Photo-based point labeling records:

-- start --

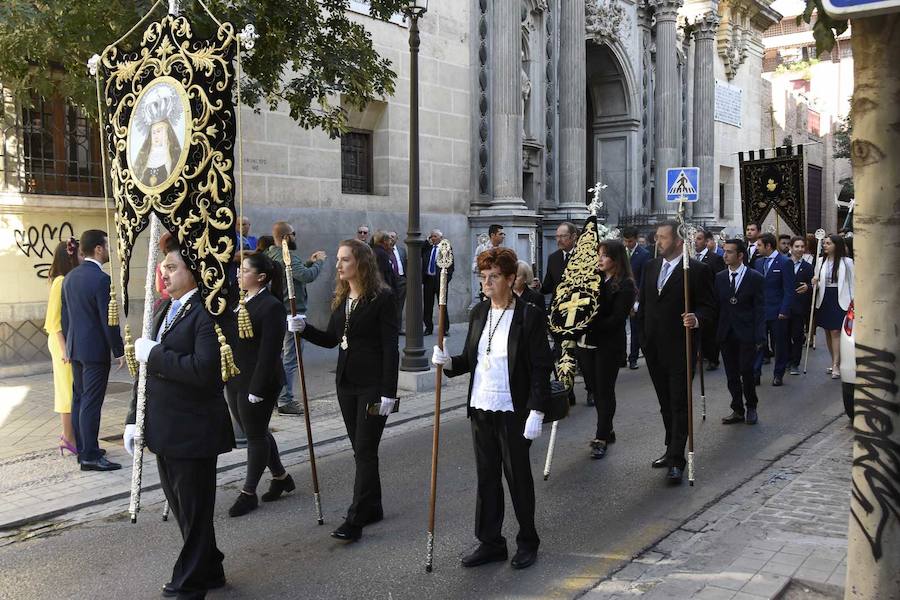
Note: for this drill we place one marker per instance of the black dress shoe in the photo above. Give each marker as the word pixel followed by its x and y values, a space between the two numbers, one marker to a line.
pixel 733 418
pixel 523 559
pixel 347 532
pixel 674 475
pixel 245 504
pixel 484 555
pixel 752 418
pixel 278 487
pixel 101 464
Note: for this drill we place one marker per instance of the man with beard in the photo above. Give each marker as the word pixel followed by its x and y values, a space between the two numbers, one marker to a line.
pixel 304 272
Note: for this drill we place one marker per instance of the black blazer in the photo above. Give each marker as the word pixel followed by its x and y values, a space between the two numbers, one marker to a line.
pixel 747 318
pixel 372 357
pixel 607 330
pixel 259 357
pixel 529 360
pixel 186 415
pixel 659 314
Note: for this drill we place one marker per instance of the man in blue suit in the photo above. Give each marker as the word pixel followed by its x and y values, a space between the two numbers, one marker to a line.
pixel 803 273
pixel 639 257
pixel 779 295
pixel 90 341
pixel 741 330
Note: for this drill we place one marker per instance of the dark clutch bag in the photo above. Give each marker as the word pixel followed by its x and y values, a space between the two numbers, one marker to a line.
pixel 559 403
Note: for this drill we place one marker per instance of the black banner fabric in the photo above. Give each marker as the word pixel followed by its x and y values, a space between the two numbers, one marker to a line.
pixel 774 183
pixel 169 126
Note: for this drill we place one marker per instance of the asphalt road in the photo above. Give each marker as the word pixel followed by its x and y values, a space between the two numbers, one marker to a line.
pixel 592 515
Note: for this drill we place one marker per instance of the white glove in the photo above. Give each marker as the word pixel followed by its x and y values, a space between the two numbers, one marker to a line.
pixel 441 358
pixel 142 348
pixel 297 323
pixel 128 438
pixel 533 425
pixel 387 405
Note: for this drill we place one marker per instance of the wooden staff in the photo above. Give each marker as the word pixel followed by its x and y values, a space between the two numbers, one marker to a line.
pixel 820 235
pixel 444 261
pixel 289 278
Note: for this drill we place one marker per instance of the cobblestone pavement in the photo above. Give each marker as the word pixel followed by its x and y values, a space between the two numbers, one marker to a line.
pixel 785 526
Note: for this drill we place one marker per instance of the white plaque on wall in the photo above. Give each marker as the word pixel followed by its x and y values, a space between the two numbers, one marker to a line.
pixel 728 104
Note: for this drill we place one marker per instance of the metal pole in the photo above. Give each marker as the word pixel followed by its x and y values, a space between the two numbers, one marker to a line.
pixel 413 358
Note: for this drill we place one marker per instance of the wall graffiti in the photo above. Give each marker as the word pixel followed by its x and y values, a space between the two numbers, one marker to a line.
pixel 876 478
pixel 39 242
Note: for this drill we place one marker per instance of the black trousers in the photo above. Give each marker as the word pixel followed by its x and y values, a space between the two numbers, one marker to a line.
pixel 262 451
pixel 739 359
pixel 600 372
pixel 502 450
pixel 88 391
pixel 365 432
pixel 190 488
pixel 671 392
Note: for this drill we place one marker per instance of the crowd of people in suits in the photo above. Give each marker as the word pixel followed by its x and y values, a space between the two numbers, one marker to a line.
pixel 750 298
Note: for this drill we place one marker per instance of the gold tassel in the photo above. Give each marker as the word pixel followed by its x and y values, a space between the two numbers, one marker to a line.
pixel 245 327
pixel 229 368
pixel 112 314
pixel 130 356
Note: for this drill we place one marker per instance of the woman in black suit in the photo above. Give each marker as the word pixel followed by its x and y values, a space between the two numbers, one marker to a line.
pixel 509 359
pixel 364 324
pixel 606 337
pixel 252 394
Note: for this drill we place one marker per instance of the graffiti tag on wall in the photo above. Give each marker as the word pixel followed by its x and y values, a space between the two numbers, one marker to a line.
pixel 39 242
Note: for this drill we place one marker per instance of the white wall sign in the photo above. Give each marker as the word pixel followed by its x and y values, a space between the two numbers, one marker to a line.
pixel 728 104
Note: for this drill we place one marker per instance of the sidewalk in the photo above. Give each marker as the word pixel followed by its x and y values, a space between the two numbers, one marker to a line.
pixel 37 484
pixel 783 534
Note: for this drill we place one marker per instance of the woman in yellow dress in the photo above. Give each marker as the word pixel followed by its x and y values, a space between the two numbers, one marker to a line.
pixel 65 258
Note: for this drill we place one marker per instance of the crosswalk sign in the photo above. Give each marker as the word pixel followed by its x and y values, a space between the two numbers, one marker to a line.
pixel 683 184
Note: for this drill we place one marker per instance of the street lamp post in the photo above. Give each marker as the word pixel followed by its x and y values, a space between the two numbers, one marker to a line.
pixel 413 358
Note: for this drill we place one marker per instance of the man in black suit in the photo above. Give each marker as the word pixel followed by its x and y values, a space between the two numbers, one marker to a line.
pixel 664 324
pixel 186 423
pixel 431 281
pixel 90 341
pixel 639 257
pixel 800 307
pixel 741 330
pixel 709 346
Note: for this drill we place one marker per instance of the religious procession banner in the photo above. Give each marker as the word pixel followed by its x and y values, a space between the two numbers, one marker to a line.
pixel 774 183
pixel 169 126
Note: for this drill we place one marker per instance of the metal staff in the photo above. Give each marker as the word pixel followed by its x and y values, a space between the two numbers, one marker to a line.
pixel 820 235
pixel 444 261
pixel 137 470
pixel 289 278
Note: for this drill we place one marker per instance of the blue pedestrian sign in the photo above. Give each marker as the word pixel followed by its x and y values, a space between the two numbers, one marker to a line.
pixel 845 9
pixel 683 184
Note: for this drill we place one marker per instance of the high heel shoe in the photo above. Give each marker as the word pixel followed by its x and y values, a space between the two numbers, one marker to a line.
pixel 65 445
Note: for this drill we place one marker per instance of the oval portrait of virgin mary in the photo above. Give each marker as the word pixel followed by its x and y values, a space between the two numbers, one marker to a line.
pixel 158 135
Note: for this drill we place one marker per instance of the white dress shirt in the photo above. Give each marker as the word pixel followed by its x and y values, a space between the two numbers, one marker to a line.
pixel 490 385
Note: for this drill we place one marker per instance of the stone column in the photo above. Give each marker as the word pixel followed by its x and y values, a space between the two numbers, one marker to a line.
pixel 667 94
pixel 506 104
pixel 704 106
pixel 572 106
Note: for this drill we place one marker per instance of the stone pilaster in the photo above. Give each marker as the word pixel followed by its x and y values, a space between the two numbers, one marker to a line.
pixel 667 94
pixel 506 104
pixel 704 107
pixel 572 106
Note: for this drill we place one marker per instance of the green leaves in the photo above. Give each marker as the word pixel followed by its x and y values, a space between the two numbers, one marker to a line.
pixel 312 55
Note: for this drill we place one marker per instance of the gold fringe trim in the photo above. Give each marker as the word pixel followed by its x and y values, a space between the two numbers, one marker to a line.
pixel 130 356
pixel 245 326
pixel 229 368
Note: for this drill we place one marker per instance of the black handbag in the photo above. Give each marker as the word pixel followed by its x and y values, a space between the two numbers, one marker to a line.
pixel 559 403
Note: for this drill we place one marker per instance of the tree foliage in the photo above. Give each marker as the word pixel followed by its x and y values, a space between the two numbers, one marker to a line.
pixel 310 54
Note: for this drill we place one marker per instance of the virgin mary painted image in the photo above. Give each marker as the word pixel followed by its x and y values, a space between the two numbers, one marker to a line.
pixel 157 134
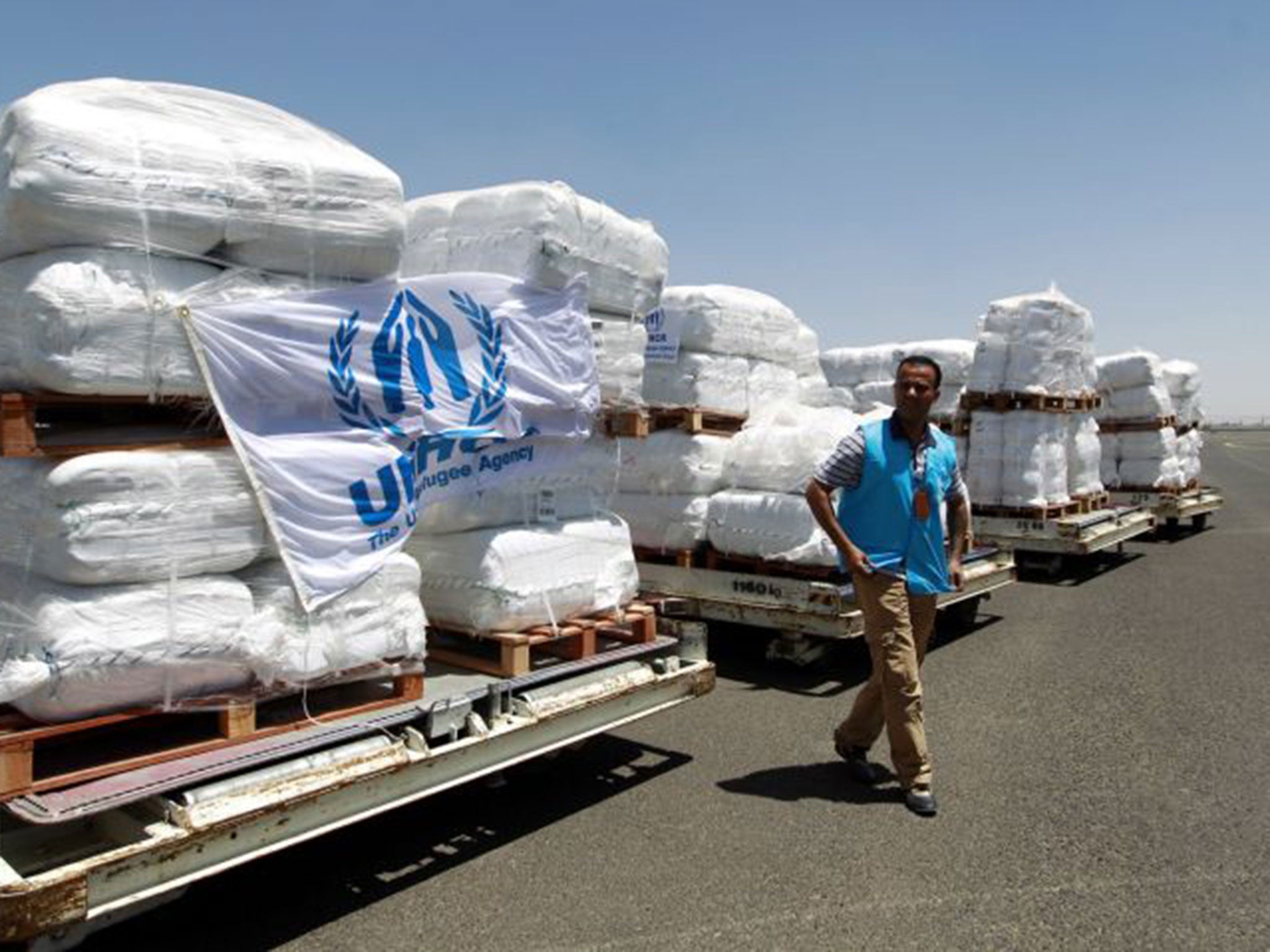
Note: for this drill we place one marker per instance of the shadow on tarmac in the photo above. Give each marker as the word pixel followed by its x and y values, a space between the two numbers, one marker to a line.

-- end --

§ **To be done**:
Rewrite all of the records with "drill" replaced by "exercise" wherever it occurs, keeping everything else the same. Leave the pictures out of your answer.

§ **Response to this task**:
Note: for this exercise we place one marker per instance of the black dress shoe in the photo above. Give each marker as the word pixel followed by its x and y values, a space between the two numbers, one marker to a line.
pixel 733 418
pixel 523 559
pixel 347 532
pixel 674 475
pixel 245 504
pixel 484 555
pixel 752 418
pixel 278 487
pixel 101 464
Note: for this exercise we place one marker per instance of the man with beard in the photo above. Give each marker as the word pixel followed by its x and y values, a space between the two numbers, one marker to a line.
pixel 304 272
Note: for this exercise we place one marker per instance of the black blazer in the photo above. Give each marker as the word pixel followed by its x and y values, a space between the two numbers, one marker to a line.
pixel 747 318
pixel 372 357
pixel 607 330
pixel 259 357
pixel 529 360
pixel 186 415
pixel 659 314
Note: for this exercise we place one marker per instance of the man in blue suit in the photo above. Give each marker as the word pixel followed by its x and y values, a space between the two numbers, one marker to a line.
pixel 803 273
pixel 639 257
pixel 779 295
pixel 90 341
pixel 741 330
Note: for this exercise we place one marker per instance of the dark clutch bag in the photo above. Give each marker as the word pixel followed by its x and y values, a space between the two numbers, one marker to a line.
pixel 559 403
Note: for this exercise we place one marker per instance of the black banner fabric in the photo above. Give each marker as the word pixel followed by its x and y values, a space between the two numbers, one marker to a line.
pixel 774 183
pixel 169 126
Note: for this exercise we place one marker per instance of the asphalt road in the photo above. Give each marker as the word pixel followed by its x and y values, a space between the two numbers, one marker to a line.
pixel 592 515
Note: for this exercise we place one marker per instance of the white glove in the photo above. Give each marker as the word pixel followed by its x and y values, a space between the two numbers, one marker to a line.
pixel 441 358
pixel 142 348
pixel 297 323
pixel 128 438
pixel 533 425
pixel 387 405
Note: for this exercise we place one marker per instance of the wooden staff in the photo above. Give each marker as the word pixel followed by its x and y values, a space between the two numbers, one marker to a line.
pixel 820 235
pixel 444 261
pixel 289 278
Note: for this exercise we place one marker per instance of the cobblestone pavement in the photo above. Give each marker as the word pixel followed by its x and y values, a space between the two numbers, one marker to a line.
pixel 785 526
Note: for this exercise we place one marker per instance of the white plaque on wall in the photo above. Give each marker as the word pixel followed by its x and y values, a space between the two numbers, one marker to a line.
pixel 728 104
Note: for this exercise we place one marker per instance of the metal pole in the photo above. Give each marker as the word pixel followed by its x and y values, a space between the two numbers, one marker to a line.
pixel 413 358
Note: for this exercise we place one marker per instance of the wall graffiti in the photo above. Give each marker as the word pixel followed by its x and y values, a space between the two numbers, one marker to a line.
pixel 876 478
pixel 39 242
Note: for this exercise we place one marker per instance of the black trousers in the photo above. Give each marker as the word pixel followed by its x and y values, a space between the two numbers, one marker to a line.
pixel 262 451
pixel 739 359
pixel 600 372
pixel 502 450
pixel 88 391
pixel 365 432
pixel 190 488
pixel 671 392
Note: for this exercise we place one marker per instance of the crowd of people in suits in the photo above. Give each marker as the word pixel followed by its x and y values, a space between the two numbers, one marker to a line.
pixel 750 298
Note: for this exercise we place one marker per instance of the gold tassel in the photo above. Give each marker as the word pixel followed by its x and y values, a space between the two numbers, one marker to a line.
pixel 245 327
pixel 229 368
pixel 112 314
pixel 130 356
Note: for this exercise we place one marker per instance of the woman in black suit in the photo above. Give each marker as the word pixel followed by its x and y values, a space between the two numbers, one marker to a line.
pixel 509 359
pixel 364 324
pixel 606 337
pixel 252 394
Note: for this exercise we place one marker per instance of the graffiti tag on wall in the photo above. Give each marker as the word pixel followed by its x and y values, a space between the two numbers, one marker to a line.
pixel 39 242
Note: for this exercise we place one marker per instance of the white wall sign in the photo above. Give each marker as the word pixel followed by its x and y values, a space between the two numbers, one marker to a line.
pixel 728 104
Note: for this exercise we place one marker per instance of the sidewalk in the photo above. Give each marker as the word pixel followed by its x and y values, a space between the two numbers, one marker to a line.
pixel 37 484
pixel 783 534
Note: for this exercise we place one marker per instance of the woman in yellow dress in the photo above. Give each marker as the word pixel followed by its x and y values, a space between the two numbers, one marker to a line.
pixel 65 258
Note: for this exercise we place one marker per instance of the crosswalk sign in the photo above. Give each marker as the word pixel followed by its x and y values, a space between the two numbers, one marker to a line.
pixel 683 184
Note: for this exercise we place one marker per instance of the street lamp post in the photo above. Give each marker as the word pixel followed by its x and y values, a space between the two numbers, one marker to a line.
pixel 413 358
Note: for this exercise we place one marker per instance of the man in black suit in the photo above. Give each marker as the word pixel followed by its x and y values, a space between the two numbers, one marker to a line.
pixel 664 324
pixel 186 423
pixel 431 281
pixel 90 341
pixel 639 257
pixel 800 307
pixel 741 330
pixel 709 346
Note: for this exercise we place one marker per instance of the religious procession banner in the photo above. Give each marker as the word pixel followed by its x and y values, a space between the two numbers, one marker to a line.
pixel 774 183
pixel 169 126
Note: for this exercise we place one marker per instance of the metal staff in the photo above. Give each marker as the word pixel followed by its x and y values, a space between the two numbers, one marker to a line.
pixel 820 235
pixel 444 261
pixel 137 470
pixel 289 278
Note: for this exercise we place one marker per instance of the blue pedestrian sign in the photo above. Give each marker as the word pixel followed by its x and y values, a space between the two numbers, one marker to a line.
pixel 845 9
pixel 683 184
Note: for this exercise we place one marker per instance of the high heel shoe in the photo above. Give each marker as the word pixel followed by its x and y values, a space between the two numbers, one marker to a line.
pixel 65 445
Note: for this exercise we place one marker per instance of the oval portrait of virgin mary in the photo above. Give each marker as the word pixel followed by its x and y values, a space between the two numbers, one marker to a line.
pixel 158 135
Note: for this exercise we place one marker per instance of the white dress shirt in the photo above. Give each marker as the word pixel followed by its x and y values, a space between the two numbers, one marker to a line.
pixel 490 385
Note: for this exercise we place one marker per instance of the stone column in the photo above. Give each marker as the word pixel followed by its x and y values, a space between the two numbers, one marker to a line.
pixel 667 94
pixel 506 104
pixel 704 106
pixel 572 106
Note: for this exercise we place one marker per instance of the stone pilaster in the photo above. Give each marker as the word pixel followed by its x and y values, a space between the two numbers, one marker to a line.
pixel 667 94
pixel 506 104
pixel 704 107
pixel 572 106
Note: for this exercise we place one marker per instance of the green leaves in the photo above. Give each marker as the word pixel followed by its x and y values, a space between the two numbers, one marker to a line.
pixel 312 55
Note: for this exercise we place one marker per instance of the gold fringe trim in the photo above. Give each marker as the word pixel followed by its x and y values, a space between the two numbers, one marker to a line.
pixel 130 356
pixel 245 326
pixel 229 368
Note: for this exercise we place one marker per instance of the black handbag in the photo above. Give each marker as the word pixel followed by its x and y values, a space between the two numbers, one marker to a line.
pixel 559 403
Note: for this exercise we place one marker per instance of the tree foliage in the photo above. Give each marker as the word pixel followed by its x and y values, a space between the two numbers, one marker to a line.
pixel 310 54
Note: for this exercise we place one marker per instance of the virgin mary painted image in the photo above. Give each marker as the word pixel followed by its x and y values, a space between the two numbers, one marker to a line.
pixel 157 134
Note: for this exercise we place one marker per instance of the shadow on tarmac in the photo above. Give each marker as the word pixel followed by its x and y values, a space between the two numbers, one marker to a line.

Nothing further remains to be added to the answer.